Retype all of the material below line for line without changing anything. Leave the pictures out.

Location labeling material
====
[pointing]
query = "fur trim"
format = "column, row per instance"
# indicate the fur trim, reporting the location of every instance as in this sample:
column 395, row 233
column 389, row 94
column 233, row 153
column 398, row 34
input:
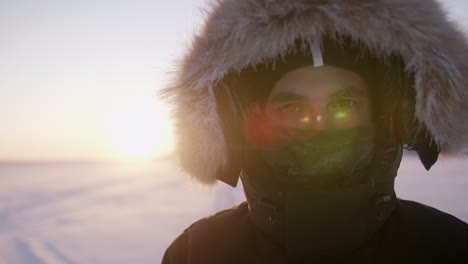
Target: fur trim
column 242, row 33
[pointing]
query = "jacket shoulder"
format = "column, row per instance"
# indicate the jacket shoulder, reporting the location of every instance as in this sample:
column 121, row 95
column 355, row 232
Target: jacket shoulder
column 417, row 230
column 208, row 235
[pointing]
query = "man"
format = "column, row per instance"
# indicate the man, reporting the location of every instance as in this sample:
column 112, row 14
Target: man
column 310, row 103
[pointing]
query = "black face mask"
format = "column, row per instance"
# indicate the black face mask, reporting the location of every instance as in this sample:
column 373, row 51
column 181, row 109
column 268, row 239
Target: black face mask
column 328, row 159
column 305, row 194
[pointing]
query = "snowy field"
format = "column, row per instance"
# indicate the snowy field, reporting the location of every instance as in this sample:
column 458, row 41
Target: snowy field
column 103, row 213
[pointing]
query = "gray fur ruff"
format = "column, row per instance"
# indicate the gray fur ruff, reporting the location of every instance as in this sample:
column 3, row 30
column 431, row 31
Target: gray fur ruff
column 242, row 33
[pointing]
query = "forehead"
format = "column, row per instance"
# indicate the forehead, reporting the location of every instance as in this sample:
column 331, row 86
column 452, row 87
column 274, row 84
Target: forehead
column 319, row 83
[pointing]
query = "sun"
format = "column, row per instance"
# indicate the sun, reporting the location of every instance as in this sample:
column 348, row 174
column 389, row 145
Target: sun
column 140, row 131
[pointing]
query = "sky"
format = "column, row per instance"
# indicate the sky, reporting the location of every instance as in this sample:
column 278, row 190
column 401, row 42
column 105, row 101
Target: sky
column 79, row 79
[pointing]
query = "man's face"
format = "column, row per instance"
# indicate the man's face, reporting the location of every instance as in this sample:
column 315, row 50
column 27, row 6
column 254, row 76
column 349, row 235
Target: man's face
column 325, row 115
column 325, row 98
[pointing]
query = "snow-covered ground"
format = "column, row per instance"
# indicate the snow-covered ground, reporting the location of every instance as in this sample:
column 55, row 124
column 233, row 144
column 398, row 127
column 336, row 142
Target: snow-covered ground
column 114, row 213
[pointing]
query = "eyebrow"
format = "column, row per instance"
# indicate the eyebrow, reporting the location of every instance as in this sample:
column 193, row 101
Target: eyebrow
column 286, row 96
column 350, row 91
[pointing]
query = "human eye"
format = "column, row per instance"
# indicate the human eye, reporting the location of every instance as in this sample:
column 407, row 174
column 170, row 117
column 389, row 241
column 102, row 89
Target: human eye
column 292, row 108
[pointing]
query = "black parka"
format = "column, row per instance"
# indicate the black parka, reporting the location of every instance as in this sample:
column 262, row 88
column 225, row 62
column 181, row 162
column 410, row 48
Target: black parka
column 414, row 233
column 242, row 34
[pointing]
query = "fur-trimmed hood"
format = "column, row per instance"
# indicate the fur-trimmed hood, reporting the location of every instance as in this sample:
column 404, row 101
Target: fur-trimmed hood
column 242, row 33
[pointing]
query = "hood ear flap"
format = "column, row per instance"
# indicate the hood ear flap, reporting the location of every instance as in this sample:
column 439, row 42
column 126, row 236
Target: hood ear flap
column 230, row 114
column 427, row 149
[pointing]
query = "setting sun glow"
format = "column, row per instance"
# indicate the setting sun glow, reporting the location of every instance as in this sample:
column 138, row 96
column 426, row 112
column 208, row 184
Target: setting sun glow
====
- TASK OUTPUT
[pointing]
query = "fur trim"
format = "column, row per instance"
# indicate the fur trim, reporting the location of every instance as in this sample:
column 395, row 233
column 389, row 94
column 233, row 153
column 398, row 34
input:
Target: fur trim
column 242, row 33
[pointing]
query = "jacket shoulder"
format = "column, row per instance"
# indicate the jacket shoulder, reporting the location of every instance as in this sample:
column 121, row 95
column 355, row 232
Target: jacket shoulder
column 417, row 230
column 208, row 235
[pointing]
query = "man"
format = "column, row per instance"
# indicate the man, reporting the location of every instance as in this sample:
column 112, row 14
Target: man
column 310, row 103
[pointing]
query = "black face mask"
format = "column, row per instance"
# indicate the black face mask, reporting the location of every instance as in this sample:
column 373, row 51
column 181, row 109
column 268, row 239
Target: black face mask
column 328, row 159
column 305, row 194
[pointing]
query = "snowy field"
format = "column, row per instance"
# indicate the snowy field, reporting the location of every instance as in this sample:
column 458, row 41
Target: snowy field
column 103, row 213
[pointing]
query = "gray fur ruff"
format = "column, row per instance"
# indicate the gray fur ruff, reporting the location of every instance as in this sample:
column 3, row 30
column 431, row 31
Target: gray fur ruff
column 242, row 33
[pointing]
query = "forehead"
format = "column, row per instance"
# indicate the forehead, reporting the location of every instance as in this sample:
column 331, row 86
column 452, row 87
column 274, row 84
Target: forehead
column 319, row 83
[pointing]
query = "sun"
format = "column, row per instance"
# indicate the sun, reporting the location of every instance as in this sample:
column 348, row 174
column 389, row 145
Target: sun
column 140, row 131
[pointing]
query = "sky"
format = "column, row per instance"
# indicate the sky, reporting the location of every instance as in this sample:
column 278, row 190
column 401, row 42
column 105, row 101
Target: sky
column 79, row 79
[pointing]
query = "man's face"
format = "column, row per instance"
# indicate the man's face, reporting the location of every instance as in this sample:
column 315, row 50
column 27, row 6
column 254, row 76
column 349, row 235
Target: man's face
column 325, row 115
column 325, row 98
[pointing]
query = "snow-covered ground"
format = "column, row per instance"
# indicate the snow-covered ground, reporting the location of every instance as in this sample:
column 55, row 124
column 233, row 144
column 398, row 127
column 336, row 142
Target: snow-covered ground
column 114, row 213
[pointing]
query = "eyebrow"
format = "column, row per instance"
# indicate the eyebrow, reporting the location of every instance as in this sample:
column 193, row 101
Target: eyebrow
column 286, row 96
column 350, row 91
[pointing]
query = "human eye"
format = "column, row per instance"
# indicate the human eye, reporting the location of every instance as in this sample:
column 407, row 174
column 170, row 117
column 389, row 241
column 102, row 89
Target: human eye
column 292, row 108
[pointing]
query = "black parka"
format = "column, row per instance"
# indicate the black parka, reporting the location of every instance as in this sample:
column 262, row 88
column 225, row 62
column 181, row 162
column 410, row 48
Target: black parka
column 414, row 233
column 242, row 34
[pointing]
query = "fur-trimmed hood"
format = "column, row per instance"
# indicate the fur-trimmed hood, reporting the location of every instance as in this sample:
column 404, row 101
Target: fur-trimmed hood
column 242, row 33
[pointing]
query = "hood ear flap"
format = "column, row per instance"
# indicate the hood ear flap, reporting the location of every instance as in this sample:
column 439, row 42
column 126, row 236
Target: hood ear flap
column 230, row 114
column 427, row 149
[pointing]
query = "setting sun glow"
format = "column, row per instance"
# indicate the setting sun glow, reporting the location of every instance as in this sample:
column 138, row 96
column 426, row 112
column 208, row 184
Target: setting sun glow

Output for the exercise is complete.